EXERCISE REQUIREMENTS: Give the number of lines in the entries that contain "bicycle". State only the count.

RECORDS FOR THIS TASK:
BEGIN

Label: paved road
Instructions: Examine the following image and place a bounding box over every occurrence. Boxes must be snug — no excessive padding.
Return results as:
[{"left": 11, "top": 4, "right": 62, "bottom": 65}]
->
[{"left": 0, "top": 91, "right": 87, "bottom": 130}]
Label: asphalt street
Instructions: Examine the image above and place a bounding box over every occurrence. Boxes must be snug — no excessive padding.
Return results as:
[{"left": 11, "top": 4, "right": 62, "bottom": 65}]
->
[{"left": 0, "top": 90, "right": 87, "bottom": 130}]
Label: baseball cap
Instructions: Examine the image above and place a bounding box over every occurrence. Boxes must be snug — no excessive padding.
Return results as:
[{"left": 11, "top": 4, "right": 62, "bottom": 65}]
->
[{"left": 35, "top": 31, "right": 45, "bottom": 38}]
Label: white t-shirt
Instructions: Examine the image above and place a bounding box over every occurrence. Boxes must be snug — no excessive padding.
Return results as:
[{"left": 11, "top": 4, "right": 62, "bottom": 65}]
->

END
BEGIN

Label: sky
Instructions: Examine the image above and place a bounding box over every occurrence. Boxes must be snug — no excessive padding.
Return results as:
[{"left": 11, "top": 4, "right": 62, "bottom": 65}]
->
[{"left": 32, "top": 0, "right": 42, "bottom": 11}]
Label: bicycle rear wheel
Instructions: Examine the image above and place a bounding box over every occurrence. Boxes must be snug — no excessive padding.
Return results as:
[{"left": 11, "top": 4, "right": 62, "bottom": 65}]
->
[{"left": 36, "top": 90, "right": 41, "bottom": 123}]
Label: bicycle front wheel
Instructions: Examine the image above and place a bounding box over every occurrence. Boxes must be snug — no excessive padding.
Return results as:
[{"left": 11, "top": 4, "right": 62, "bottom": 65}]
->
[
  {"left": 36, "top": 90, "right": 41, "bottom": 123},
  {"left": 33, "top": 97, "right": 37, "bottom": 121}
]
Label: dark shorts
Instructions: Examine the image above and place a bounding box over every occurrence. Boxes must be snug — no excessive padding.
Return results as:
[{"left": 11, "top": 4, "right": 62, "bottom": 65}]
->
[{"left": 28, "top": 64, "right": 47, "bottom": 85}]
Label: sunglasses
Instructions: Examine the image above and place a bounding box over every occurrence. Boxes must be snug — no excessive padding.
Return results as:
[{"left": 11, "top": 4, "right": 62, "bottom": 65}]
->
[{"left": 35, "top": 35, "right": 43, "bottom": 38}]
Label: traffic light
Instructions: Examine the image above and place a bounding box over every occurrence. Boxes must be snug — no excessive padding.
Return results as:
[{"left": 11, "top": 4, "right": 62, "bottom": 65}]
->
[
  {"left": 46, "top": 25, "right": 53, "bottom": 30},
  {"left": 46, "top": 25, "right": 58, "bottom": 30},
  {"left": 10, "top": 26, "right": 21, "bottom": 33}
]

END
BEGIN

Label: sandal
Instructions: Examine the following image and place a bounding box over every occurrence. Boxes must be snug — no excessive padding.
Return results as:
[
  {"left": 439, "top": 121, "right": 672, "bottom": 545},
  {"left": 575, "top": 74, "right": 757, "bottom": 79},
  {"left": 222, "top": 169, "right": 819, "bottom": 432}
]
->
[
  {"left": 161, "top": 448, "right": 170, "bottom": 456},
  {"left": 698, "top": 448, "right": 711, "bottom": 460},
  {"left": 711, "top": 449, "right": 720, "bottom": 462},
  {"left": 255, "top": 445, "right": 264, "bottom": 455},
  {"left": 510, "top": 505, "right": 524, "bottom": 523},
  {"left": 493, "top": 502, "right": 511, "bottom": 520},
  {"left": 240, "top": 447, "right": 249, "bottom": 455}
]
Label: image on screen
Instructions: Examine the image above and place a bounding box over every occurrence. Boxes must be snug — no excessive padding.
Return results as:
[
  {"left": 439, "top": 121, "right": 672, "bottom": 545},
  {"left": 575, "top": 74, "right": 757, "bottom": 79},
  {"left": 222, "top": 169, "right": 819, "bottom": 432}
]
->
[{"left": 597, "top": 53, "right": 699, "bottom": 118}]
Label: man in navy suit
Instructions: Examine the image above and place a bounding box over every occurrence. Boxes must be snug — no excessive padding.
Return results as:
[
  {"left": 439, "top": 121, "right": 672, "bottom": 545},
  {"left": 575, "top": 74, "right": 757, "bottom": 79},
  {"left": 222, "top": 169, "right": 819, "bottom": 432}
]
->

END

ANSWER TO THIS PROBLEM: 2